▶ _Aim_:
Return the lines below word for word, with nothing changed.

▶ _Stored items_:
########

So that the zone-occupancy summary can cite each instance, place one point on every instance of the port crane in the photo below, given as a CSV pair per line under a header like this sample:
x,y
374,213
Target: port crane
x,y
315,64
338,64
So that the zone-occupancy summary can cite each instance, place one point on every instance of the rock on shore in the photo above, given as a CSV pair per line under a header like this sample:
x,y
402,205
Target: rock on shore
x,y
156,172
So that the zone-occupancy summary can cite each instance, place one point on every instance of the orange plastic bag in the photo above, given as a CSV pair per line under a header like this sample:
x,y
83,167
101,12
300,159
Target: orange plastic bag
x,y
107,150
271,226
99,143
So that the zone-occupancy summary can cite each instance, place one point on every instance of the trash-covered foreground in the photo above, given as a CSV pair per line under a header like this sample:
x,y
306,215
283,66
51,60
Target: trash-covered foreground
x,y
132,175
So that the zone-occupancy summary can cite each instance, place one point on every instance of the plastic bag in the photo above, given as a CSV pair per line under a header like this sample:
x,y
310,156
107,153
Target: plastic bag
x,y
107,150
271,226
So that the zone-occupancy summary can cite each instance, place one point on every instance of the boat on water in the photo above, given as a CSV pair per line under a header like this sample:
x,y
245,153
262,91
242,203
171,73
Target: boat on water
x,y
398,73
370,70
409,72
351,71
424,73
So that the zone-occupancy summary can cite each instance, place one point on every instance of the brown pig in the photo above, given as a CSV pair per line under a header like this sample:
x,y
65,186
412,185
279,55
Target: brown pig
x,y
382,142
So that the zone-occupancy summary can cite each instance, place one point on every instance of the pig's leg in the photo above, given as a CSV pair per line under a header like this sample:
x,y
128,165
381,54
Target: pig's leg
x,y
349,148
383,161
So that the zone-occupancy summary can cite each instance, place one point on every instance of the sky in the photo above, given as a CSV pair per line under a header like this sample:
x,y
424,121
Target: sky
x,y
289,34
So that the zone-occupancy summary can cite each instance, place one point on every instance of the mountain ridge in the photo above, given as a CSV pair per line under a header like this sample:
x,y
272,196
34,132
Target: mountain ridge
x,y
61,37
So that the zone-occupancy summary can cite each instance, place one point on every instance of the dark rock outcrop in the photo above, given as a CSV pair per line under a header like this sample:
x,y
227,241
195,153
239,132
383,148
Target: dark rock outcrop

########

▶ _Written reply_:
So that the zone-occupancy summary can cite each instance, place one point on every instance of the port crane in the photo below, given as a CSV pair per line under a header like this sample:
x,y
374,213
Target: port crane
x,y
315,64
338,64
So that the zone-occupancy summary can cite each instance, place one point on every instance of the rock on shore in the photo above, given as a CSV pair per line under a header like this sample:
x,y
402,205
Target: rock on shore
x,y
156,172
So that the zone-occupancy summary can cite each instance, place one point on every instance of the orange plastic bag in the photo above, given as a CSV pair per line under a header like this sample:
x,y
83,167
101,12
300,159
Target: orange plastic bag
x,y
107,150
271,226
99,143
So that the zone-occupancy summary can cite each instance, place one point on every instance of the trash-covered foreground in the photo above, given as a CSV pair per line under a header like this sample:
x,y
306,215
283,66
51,60
Target: trash-covered foreground
x,y
132,175
So that the zone-occupancy summary can cite each instance, place one point on every instance of the plastic bag in the photo above, given as a CSV pair per line under a header like this sample:
x,y
310,156
107,153
Target: plastic bag
x,y
107,150
271,226
So that the zone-occupancy summary can cite each instance, place one point on every instance of the boat on water in the photo above, given as a CSV pair per line under a header like this sample:
x,y
245,153
262,91
242,203
171,73
Target: boat on water
x,y
398,73
370,70
409,72
351,71
424,73
So that the zone-occupancy summary can cite each instance, place one point on every instance of the brown pig in the photo above, given as a CSV pair per line under a header like this sample:
x,y
65,186
412,185
279,55
Target: brown pig
x,y
382,142
So that the zone-occupancy summary can cite each instance, place one point on every instance of the pig's leg in the photo above, given as a CSV pair per line under a header like this sample:
x,y
128,165
381,54
Target: pig's leg
x,y
349,148
383,161
So that the zone-occupancy summary can cite each instance, place one point on every instance of the sky in the photo above, given as a CSV pair per line under a header like this sample:
x,y
424,121
Target: sky
x,y
289,34
So that the zone-occupancy summary can cite each instance, place one point on every instance of the mountain ridge in the photo above, given as a CSV pair per line under a header like this sample:
x,y
272,196
34,132
Target: mountain ridge
x,y
61,37
So that the zone-occupancy summary can cite each instance, place one point on every instance of the dark rock outcrop in the photo above, given as a CSV pair per line under a header like this sample:
x,y
227,241
195,153
239,132
383,148
Target: dark rock outcrop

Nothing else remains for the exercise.